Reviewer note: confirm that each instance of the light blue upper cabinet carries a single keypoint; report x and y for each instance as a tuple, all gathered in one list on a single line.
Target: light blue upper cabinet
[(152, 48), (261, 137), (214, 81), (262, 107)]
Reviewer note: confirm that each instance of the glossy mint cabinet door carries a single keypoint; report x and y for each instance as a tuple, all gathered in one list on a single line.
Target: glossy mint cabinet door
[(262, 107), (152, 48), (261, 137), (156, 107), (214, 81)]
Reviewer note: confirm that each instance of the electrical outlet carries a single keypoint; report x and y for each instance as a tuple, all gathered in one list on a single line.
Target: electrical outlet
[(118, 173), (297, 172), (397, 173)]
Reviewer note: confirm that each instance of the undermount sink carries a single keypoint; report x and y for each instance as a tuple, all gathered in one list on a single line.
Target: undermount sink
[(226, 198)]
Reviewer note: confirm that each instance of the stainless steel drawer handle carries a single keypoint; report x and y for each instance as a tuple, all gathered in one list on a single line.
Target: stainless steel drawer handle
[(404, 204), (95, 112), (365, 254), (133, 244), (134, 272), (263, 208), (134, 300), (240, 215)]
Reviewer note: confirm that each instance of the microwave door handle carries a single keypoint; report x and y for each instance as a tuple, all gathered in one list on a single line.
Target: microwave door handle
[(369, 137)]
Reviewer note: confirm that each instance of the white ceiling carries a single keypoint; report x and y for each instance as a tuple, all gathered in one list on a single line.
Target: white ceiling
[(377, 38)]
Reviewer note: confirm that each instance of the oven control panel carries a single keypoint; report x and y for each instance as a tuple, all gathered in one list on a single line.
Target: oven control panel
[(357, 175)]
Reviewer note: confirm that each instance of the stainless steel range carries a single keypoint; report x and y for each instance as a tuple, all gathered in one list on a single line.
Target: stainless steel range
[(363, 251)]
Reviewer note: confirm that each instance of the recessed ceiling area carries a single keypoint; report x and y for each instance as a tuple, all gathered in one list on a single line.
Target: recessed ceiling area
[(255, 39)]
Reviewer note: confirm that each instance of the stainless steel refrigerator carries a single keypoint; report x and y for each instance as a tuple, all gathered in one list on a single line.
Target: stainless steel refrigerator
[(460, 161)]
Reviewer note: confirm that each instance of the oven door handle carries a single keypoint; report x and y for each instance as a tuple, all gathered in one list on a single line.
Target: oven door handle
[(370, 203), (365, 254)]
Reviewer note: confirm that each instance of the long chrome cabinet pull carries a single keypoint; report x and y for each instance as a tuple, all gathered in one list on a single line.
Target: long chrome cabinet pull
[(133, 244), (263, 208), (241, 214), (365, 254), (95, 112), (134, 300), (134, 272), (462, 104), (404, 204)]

Exercise description: Copy out the entire material verbatim.

Finished exercise:
Reviewer note: confirm that each instance of the light blue upper cabinet carries a single keypoint; report x and y for each instance as a tuple, all gathered in one list on a single line.
Target: light blue upper cabinet
[(152, 48), (261, 137), (214, 81), (262, 107)]
Reviewer note: confirm that each instance of the glossy mint cabinet door carries a single keypoint; report x and y for each instance as a tuple, all gathered in one list on a single line.
Target: glossy mint cabinet door
[(262, 107), (152, 48), (261, 137), (156, 107), (214, 81)]
Reviewer note: confirm that each instance of the electrical outlet carries a single keypoint; report x and y for each instance as a tuple, all gathered in one list on a single line.
Target: electrical outlet
[(118, 173), (297, 172), (397, 173)]
Reviewer note: confirm that each instance of the undermount sink carries a single keypoint; report x and y for each instance as a tuple, all gathered in one list on a single line.
Target: undermount sink
[(226, 198)]
Reviewer note: confirm that each instance of the stainless steel drawer handle carries a single keypoint; report x and y for each instance as a tuple, all gathered in one list on a single line.
Target: stainless steel drawer handle
[(404, 204), (95, 112), (365, 254), (133, 244), (134, 272), (263, 208), (134, 300), (240, 215)]
Reviewer note: confirm that each instance of the microwave door handle carries a single keypoint; report x and y for each instance as a tuple, all gathered in one list on a single line.
Target: microwave door handle
[(369, 137)]
Reviewer note: confirm that each instance of the white ceiling carries a single keypoint; report x and y for each instance as a tuple, all gathered in one list on a single line.
Target: white ceiling
[(377, 38)]
Reviewer note: confirm that each instance of the oven control panel carries a single keypoint; report x and y for each instance as a tuple, all gathered in one list on a single line.
Target: oven control panel
[(357, 175)]
Reviewer note: confirm that each instance of the stainless steel range carries a single keypoint; report x and y for each instance as a tuple, all gathered in one list on a single line.
Target: stainless steel range
[(363, 251)]
Reviewer note: confirm that each instance of the recessed ceiling area carries a single keypoint; report x and y for each instance as a tuple, all gathered in one list on a single line.
Target: recessed ceiling area
[(255, 39)]
Reviewer note: confirm that each instance of the stainless steel refrigerator carries a single keypoint; report x and y for each instance as a tuple, all gathered in one list on a single line.
Target: stainless steel refrigerator
[(460, 161)]
Reviewer note: confirm that each instance of the oven door handle carries a single keypoint; report x and y for each instance as a tuple, all gathered in one list on a single line.
Target: oven door handle
[(370, 203), (365, 254)]
Reviewer note: confirm that each instance of the long chrome cabinet pull carries a single keypoint; report x and y for each instance as a tuple, all gathered in one list on a single line.
Target: long chrome cabinet pull
[(133, 244), (263, 208), (241, 214), (365, 254), (95, 112), (134, 300), (134, 272), (462, 104), (404, 204)]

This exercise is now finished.